下に示すモノーについての解説文を、最後の文の後から書き継いでください。

§ **与えられた文章**:
◆ ◆ ◆ ◆
モノー(読み)ものー(英語表記)Gabriel Monod

日本大百科全書(ニッポニカ) 「モノー」の意味・わかりやすい解説

モノー(Jaques Lucien Monod)
ものー
Jacques Lucien Monod
(1910―1976)

フランスの分子生物学者。ソルボンヌ大学(パリ大学)に学ぶ。アメリカ留学後、1937年大腸菌の2種類の糖に対する二段生育(ジオキシー)の現象をみいだし、適応酵素の研究を開始した。第二次世界大戦中はパルチザンに参加して闘う。1945年パスツール研究所に入所し、A・M・ルウォフのもとで大腸菌のβ(ベータ)-ガラクトシダーゼ生成の研究に取り組む。その後、誘導物質存在下の酵素の生成を遺伝的に解析して、1961年F・ジャコブとともにオペロン説を提出した。これはタンパク質生成の遺伝子レベルでの制御機構の存在を示すものであった。ついで1963年には、アロステリックタンパク質の概念を提出し、タンパク質の構造変化に伴う制御のシステムを示した。1965年、ジャコブ、ルウォフとともに「酵素とウイルスの合成に関する遺伝的制御の研究」によりノーベル医学生理学賞を受けた。1971年、パスツール研究所所長に任命された。著書Le hasard et la nécessité』(1971年。邦訳『偶然と必然』)は広く生物学から哲学にわたる問題を提起し、各国で大きな反響をよんだ。そのなかモノーはすべての生命は、遺伝子の無方向な突然変異(偶然)とその選択(必然)の結果であり、われわれ自身この広大な宇宙にあって、まれな、孤立した、無目的な存在であり、自ら価値を選びとっていかなければならないと述べた。

[石館三枝子]

『渡辺格・村上光彦訳『偶然と必然』(1972・みすず書房)』
◆ ◆ ◆ ◆
§ **提供データ**:

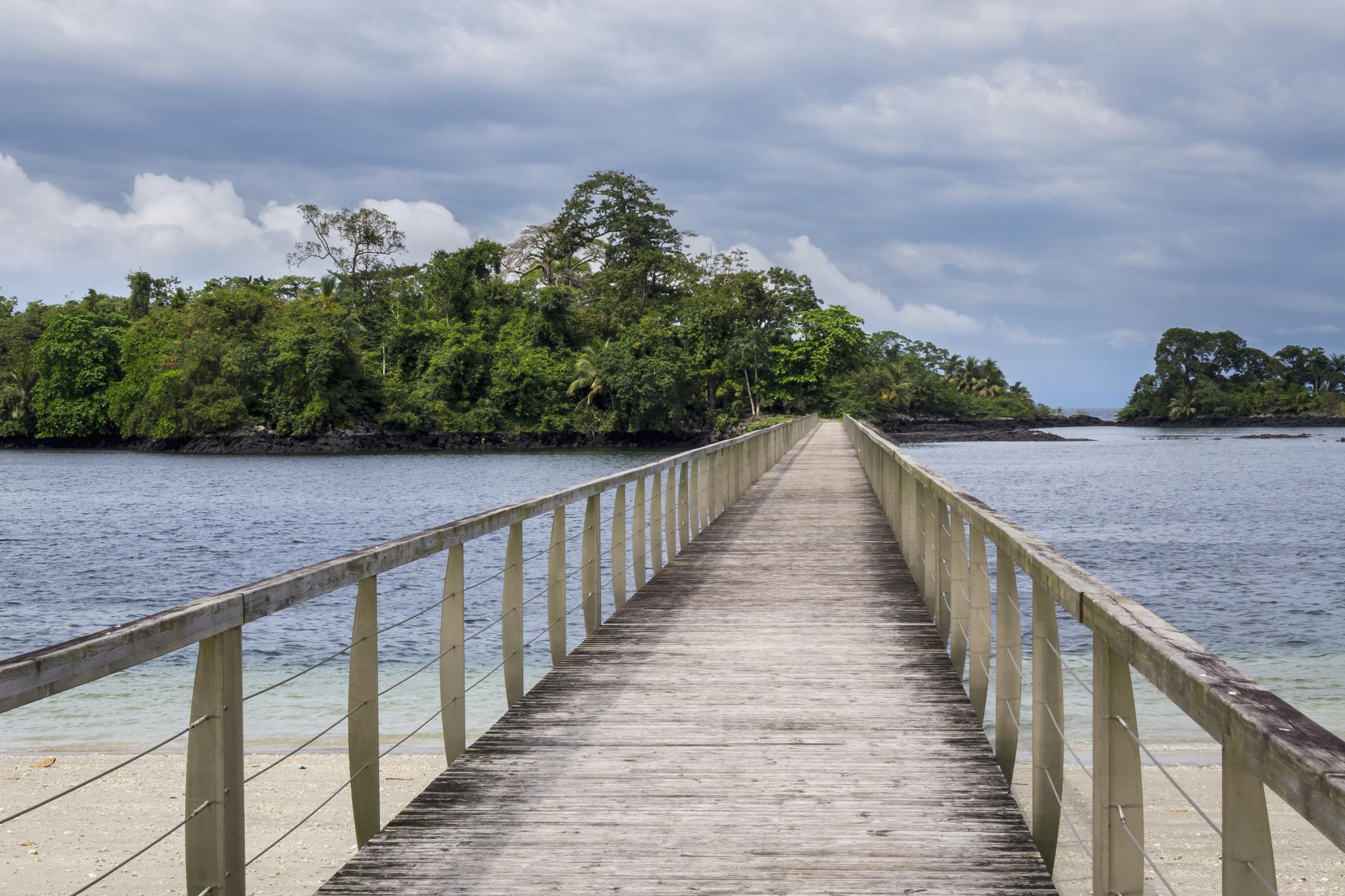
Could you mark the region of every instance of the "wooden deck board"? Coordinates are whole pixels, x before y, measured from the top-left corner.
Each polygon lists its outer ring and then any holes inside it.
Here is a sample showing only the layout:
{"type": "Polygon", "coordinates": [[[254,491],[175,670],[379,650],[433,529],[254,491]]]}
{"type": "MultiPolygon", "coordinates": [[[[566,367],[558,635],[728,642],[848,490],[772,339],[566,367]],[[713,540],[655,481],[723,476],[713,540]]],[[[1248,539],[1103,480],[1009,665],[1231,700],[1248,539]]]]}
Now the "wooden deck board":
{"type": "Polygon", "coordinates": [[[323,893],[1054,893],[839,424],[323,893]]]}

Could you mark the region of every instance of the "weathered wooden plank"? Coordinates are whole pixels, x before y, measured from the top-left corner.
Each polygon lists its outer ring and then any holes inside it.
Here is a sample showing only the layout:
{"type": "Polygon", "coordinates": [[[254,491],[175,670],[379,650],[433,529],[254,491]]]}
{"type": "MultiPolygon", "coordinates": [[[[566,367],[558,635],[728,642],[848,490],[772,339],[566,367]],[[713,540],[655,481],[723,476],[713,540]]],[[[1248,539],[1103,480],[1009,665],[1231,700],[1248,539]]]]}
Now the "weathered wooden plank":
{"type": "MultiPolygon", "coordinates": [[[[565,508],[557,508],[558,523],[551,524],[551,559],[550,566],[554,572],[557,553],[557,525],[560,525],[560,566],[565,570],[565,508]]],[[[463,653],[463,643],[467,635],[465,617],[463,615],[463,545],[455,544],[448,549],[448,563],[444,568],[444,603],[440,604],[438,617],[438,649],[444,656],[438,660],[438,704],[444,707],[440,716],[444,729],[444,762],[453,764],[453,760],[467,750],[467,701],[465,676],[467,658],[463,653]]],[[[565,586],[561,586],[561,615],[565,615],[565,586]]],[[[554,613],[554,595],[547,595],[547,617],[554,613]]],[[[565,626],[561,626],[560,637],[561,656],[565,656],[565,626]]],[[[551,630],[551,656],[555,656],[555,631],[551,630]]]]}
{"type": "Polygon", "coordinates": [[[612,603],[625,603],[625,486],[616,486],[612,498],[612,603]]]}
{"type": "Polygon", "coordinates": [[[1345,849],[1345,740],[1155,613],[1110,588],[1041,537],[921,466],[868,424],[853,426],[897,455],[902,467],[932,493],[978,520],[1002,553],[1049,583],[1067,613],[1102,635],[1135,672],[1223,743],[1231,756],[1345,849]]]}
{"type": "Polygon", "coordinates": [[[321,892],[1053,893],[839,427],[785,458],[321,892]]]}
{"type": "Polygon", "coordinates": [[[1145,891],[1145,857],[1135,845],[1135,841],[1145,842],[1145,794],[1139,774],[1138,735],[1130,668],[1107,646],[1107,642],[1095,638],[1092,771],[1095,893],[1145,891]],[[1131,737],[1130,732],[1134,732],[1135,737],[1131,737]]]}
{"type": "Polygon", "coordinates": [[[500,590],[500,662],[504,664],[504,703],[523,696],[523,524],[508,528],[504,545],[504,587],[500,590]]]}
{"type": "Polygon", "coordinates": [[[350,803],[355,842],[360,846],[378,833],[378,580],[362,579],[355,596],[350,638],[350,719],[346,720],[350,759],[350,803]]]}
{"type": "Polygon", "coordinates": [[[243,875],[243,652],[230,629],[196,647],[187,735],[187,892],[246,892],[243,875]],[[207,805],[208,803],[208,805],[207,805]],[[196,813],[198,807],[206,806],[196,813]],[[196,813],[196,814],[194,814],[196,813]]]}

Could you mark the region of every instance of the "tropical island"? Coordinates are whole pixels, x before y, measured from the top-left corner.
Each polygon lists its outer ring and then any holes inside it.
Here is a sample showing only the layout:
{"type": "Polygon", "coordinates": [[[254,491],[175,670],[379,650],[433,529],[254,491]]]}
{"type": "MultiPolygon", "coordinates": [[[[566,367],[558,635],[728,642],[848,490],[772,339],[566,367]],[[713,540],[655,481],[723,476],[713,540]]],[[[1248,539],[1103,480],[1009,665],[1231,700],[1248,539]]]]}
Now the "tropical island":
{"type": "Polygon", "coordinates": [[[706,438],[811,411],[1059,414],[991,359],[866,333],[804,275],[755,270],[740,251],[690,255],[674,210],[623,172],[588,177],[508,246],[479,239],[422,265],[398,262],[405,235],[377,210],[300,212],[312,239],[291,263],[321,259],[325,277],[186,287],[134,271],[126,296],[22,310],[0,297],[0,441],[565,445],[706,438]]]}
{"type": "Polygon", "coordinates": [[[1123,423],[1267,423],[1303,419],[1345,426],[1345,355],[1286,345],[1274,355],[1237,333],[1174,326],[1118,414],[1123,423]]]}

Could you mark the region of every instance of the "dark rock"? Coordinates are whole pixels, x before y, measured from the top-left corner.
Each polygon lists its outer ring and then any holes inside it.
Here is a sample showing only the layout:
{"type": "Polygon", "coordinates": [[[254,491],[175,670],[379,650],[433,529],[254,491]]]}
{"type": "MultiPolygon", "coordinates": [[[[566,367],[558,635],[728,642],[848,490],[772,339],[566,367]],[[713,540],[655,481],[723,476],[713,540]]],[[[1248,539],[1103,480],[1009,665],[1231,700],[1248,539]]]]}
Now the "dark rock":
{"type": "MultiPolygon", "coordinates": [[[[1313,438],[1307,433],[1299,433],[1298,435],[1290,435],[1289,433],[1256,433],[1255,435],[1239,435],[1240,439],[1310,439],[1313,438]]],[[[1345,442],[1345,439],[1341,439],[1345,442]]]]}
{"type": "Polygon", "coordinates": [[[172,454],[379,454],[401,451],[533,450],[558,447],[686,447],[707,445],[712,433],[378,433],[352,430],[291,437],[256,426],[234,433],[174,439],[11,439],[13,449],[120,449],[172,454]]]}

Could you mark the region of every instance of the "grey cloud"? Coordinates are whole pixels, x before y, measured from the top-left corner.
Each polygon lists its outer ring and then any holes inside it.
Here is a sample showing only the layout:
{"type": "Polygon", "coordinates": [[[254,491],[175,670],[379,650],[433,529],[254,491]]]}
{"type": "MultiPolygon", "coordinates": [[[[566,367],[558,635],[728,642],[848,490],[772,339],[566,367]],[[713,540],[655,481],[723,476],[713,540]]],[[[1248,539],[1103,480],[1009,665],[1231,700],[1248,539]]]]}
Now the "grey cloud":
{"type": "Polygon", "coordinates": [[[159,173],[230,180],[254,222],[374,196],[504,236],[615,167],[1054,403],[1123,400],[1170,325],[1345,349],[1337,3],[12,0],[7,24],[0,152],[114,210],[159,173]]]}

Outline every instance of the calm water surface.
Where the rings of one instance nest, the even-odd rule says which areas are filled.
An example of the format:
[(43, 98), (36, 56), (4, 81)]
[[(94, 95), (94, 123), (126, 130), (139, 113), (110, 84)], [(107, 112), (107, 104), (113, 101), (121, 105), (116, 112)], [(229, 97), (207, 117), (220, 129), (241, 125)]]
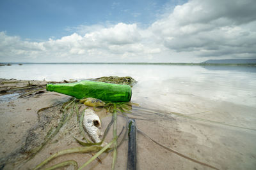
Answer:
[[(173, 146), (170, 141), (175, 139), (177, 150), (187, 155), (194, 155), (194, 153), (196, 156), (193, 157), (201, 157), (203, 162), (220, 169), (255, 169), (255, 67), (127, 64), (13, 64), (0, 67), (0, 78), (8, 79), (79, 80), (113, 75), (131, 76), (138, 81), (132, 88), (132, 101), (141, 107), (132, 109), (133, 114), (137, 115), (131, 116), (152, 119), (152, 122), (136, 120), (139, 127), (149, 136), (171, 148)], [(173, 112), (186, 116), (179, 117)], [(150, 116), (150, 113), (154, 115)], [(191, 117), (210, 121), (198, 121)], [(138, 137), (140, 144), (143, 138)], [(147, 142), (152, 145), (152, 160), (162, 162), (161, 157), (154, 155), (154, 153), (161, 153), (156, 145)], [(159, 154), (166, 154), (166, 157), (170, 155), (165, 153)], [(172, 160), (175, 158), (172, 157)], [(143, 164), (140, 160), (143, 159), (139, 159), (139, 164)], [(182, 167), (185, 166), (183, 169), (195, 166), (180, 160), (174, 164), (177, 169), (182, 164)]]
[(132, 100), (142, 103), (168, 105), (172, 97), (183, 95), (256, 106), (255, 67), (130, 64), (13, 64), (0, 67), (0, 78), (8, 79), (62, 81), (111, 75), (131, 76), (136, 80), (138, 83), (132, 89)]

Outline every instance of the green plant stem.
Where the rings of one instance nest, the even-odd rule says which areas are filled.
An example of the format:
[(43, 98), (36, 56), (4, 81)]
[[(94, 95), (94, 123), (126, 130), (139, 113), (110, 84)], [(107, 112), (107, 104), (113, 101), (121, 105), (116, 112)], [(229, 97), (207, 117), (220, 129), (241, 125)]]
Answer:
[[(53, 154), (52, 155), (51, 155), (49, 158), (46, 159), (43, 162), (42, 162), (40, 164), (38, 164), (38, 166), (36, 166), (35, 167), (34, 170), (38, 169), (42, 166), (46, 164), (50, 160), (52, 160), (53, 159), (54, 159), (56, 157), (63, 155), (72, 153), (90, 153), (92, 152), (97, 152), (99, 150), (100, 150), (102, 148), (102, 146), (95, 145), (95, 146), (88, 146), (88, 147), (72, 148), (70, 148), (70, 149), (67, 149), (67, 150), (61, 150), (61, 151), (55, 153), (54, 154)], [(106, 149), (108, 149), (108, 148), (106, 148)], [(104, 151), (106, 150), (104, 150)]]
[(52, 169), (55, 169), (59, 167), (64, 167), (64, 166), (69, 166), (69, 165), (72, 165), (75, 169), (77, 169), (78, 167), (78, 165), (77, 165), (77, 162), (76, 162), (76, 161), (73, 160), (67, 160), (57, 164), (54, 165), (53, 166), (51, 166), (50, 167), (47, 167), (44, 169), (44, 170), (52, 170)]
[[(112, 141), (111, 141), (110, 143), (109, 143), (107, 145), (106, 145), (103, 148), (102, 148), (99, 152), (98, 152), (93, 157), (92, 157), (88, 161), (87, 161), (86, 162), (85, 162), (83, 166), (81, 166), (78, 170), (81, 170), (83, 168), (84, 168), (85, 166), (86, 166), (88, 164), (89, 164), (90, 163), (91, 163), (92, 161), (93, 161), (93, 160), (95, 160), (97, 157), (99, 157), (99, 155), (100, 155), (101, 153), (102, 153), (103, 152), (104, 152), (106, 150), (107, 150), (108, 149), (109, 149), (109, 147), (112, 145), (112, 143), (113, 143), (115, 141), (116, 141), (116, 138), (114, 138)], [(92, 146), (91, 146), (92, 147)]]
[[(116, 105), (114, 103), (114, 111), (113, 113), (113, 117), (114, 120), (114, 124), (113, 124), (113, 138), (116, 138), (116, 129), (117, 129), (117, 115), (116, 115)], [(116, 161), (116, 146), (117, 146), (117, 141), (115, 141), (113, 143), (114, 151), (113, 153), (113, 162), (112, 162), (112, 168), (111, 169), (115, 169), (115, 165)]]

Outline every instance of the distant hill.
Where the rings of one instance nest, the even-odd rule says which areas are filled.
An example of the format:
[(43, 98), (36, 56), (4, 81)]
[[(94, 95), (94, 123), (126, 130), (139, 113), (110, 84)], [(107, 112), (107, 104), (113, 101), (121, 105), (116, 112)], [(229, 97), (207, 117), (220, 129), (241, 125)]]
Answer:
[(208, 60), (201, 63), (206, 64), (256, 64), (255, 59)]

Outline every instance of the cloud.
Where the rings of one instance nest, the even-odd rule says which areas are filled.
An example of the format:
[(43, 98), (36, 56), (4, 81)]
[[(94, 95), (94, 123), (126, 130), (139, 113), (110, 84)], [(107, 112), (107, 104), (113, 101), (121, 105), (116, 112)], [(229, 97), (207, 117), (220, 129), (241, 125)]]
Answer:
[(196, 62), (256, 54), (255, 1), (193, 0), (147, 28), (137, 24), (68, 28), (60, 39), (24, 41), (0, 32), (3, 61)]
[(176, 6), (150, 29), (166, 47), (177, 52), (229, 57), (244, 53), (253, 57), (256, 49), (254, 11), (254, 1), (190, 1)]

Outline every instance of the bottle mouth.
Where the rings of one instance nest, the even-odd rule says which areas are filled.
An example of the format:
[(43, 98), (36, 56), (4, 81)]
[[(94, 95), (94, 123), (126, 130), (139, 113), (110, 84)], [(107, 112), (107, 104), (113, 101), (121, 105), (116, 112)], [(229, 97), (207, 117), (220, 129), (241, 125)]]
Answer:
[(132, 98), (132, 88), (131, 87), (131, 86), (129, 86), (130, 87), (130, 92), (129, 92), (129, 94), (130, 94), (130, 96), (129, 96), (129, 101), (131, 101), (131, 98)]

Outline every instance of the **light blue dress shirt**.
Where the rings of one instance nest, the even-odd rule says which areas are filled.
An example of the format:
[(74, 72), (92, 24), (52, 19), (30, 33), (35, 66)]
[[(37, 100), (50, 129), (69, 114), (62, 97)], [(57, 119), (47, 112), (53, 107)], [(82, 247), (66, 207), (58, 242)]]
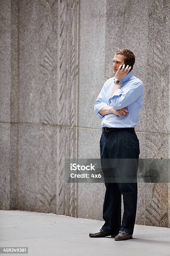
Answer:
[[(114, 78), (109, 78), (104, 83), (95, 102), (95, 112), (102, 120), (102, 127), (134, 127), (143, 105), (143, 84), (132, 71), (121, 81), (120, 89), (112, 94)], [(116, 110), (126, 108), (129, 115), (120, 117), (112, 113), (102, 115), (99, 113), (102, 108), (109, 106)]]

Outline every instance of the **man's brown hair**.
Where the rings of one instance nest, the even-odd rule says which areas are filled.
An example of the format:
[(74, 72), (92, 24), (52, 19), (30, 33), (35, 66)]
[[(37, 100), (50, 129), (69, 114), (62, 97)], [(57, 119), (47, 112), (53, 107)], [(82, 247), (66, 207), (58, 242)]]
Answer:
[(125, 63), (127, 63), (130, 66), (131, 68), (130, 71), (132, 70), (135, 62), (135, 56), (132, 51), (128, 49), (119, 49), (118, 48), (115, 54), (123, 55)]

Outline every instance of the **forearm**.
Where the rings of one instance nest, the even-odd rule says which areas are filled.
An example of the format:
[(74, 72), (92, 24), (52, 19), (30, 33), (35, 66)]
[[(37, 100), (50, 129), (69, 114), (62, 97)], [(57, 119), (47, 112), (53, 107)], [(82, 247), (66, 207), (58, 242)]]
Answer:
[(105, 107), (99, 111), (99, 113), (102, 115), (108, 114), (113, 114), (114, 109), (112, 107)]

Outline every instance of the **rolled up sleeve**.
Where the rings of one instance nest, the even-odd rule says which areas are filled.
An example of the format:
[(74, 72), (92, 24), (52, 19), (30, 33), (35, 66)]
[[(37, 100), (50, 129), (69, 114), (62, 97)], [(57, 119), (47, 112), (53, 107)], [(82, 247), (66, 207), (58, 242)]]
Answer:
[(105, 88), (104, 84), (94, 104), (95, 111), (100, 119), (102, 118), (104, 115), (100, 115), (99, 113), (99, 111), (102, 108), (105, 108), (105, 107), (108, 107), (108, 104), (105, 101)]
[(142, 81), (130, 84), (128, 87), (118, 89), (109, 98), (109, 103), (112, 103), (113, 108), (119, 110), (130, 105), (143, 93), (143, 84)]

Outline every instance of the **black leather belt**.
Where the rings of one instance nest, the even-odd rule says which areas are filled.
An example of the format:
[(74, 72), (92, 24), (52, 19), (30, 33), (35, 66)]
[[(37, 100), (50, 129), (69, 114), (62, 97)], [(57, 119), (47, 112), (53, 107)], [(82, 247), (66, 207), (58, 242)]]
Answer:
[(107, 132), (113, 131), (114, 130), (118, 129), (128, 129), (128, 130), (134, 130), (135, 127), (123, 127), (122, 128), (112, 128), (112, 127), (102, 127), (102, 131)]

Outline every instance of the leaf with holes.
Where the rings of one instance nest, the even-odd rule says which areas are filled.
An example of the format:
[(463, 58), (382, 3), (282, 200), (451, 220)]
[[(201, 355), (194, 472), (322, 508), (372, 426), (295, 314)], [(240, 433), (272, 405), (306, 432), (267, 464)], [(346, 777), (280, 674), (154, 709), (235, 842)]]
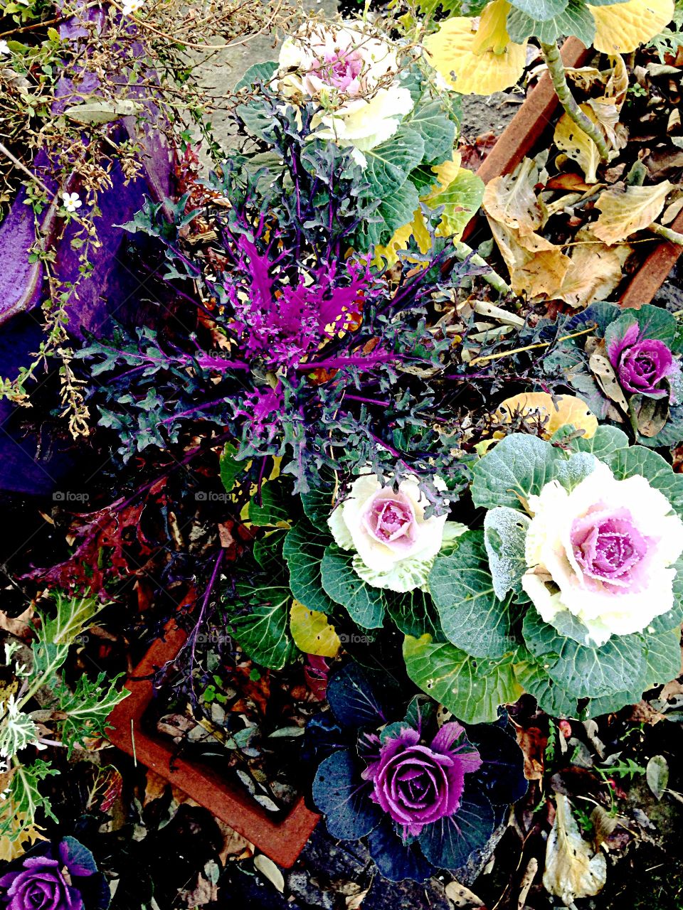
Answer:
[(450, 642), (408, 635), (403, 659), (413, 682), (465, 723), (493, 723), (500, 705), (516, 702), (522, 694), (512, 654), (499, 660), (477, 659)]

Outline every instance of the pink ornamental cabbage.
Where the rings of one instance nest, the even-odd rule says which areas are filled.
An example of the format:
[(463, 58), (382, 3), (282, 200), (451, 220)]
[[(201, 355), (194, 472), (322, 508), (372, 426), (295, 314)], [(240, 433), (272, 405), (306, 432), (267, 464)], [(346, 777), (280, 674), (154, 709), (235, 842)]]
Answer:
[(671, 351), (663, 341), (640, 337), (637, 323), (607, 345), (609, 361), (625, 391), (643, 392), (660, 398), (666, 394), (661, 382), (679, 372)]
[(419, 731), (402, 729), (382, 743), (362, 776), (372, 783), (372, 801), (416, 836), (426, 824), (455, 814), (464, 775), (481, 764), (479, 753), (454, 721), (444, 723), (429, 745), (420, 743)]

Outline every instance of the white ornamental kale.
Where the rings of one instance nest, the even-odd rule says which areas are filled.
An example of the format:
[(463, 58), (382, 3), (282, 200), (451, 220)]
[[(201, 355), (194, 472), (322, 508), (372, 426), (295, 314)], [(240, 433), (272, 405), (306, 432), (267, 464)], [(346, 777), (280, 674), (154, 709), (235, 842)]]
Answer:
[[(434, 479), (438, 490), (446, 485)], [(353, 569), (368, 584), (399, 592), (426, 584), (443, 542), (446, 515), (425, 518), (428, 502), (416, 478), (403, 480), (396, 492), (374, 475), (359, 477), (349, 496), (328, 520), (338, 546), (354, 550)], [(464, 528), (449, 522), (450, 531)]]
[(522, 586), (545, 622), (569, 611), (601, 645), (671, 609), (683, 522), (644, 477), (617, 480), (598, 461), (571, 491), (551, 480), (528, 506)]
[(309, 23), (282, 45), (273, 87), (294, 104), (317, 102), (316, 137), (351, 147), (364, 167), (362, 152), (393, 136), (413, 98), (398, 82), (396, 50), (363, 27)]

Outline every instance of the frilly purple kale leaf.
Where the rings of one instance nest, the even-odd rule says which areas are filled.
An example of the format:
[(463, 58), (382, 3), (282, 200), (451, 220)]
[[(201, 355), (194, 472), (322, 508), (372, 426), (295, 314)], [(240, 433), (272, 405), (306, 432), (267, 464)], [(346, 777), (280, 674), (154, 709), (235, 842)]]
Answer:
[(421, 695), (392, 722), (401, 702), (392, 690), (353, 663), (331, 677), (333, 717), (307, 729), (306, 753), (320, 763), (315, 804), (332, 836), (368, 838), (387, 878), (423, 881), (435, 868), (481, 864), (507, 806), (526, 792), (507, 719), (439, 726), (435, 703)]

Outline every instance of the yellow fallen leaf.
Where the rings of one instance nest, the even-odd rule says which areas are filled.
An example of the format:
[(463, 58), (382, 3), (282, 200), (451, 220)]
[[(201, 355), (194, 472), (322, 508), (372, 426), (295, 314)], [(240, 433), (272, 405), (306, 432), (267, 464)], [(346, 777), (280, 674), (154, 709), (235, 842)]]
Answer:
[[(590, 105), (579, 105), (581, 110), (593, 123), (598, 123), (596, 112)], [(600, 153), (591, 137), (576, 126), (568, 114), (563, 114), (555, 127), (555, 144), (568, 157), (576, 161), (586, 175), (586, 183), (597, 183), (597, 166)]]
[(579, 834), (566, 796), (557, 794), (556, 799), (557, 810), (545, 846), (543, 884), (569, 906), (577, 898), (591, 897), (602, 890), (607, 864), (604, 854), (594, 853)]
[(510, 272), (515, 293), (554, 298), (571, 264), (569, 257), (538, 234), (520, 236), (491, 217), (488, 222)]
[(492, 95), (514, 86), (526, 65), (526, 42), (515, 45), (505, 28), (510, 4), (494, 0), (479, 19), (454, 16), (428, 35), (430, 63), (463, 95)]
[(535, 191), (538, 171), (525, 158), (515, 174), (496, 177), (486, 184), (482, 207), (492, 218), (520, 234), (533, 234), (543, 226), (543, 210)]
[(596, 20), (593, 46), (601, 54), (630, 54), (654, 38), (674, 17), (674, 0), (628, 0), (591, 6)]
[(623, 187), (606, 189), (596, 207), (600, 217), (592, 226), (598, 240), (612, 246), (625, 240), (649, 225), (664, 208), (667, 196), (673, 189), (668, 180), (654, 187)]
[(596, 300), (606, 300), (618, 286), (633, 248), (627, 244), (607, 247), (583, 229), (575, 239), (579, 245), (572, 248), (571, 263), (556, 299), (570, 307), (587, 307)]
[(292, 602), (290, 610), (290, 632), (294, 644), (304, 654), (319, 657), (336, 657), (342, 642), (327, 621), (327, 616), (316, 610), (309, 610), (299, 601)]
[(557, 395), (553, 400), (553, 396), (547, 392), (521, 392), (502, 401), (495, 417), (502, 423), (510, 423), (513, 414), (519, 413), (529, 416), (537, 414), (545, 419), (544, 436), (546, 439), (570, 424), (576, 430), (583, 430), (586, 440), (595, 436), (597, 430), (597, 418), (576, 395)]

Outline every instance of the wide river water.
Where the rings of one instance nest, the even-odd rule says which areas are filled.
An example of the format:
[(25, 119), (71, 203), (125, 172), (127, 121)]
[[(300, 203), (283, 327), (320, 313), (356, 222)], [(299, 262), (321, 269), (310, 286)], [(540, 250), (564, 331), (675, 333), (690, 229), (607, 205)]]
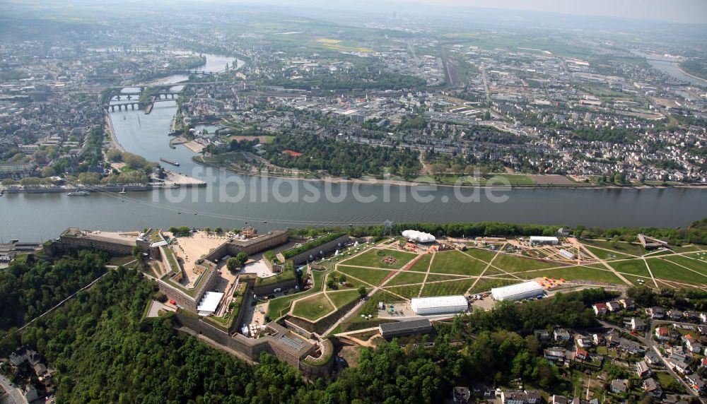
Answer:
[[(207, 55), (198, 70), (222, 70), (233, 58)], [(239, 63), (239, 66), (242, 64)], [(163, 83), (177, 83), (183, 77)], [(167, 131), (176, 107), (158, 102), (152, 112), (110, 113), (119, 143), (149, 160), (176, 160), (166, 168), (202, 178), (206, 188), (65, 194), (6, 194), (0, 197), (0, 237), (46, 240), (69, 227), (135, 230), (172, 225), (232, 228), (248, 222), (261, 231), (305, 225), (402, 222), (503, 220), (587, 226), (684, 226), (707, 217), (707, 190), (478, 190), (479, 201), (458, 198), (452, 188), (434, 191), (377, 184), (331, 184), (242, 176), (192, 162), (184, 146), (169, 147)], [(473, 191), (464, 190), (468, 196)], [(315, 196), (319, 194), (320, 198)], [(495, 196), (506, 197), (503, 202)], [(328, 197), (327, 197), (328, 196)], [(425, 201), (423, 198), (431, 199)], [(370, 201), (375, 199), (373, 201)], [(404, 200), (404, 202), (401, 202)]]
◆ ◆ ◆ ◆
§ **課題の解答**:
モノー(Gabriel Monod)
ものー
Gabriel Monod
(1844―1912)

フランスの歴史家。ル・アーブルに生まれる。パリ大学を卒業後、高等師範学校(エコール・ノルマル・シュペリュール)の助手を経て、教授に就任。学界の世話役を演じ、1876年に『ルビュ・イストリック』(歴史評論)誌を創刊。同誌は正統史学の本流として、フランスのみならず、諸外国の歴史家をも会員に吸収し、アカデミスムの牙城(がじょう)を形づくった。手堅い考証や史料操作や事実の検証に基づく論文のほか、学界動向や書評を載せ、没後現在に至るまで、各国の史学者に問題意識や論題を提供し続けている。モノーの専門は中世史で、主著に『メロビング史の史料批判』二巻(1872~85)がある。そのほか『ジュール・ミシュレ』二巻(1875)や『歴史の巨匠 ルナン、テーヌ、ミシュレ』(1894)をはじめ、19世紀の史家の評伝をも何編か残し、史学史に貢献した。どの評伝もじみで堅実、史料的には精密でも生彩に欠け、とくに史家の内観にまで立ち入って世紀の歴史活動の必然条件をえぐりだす労に欠ける。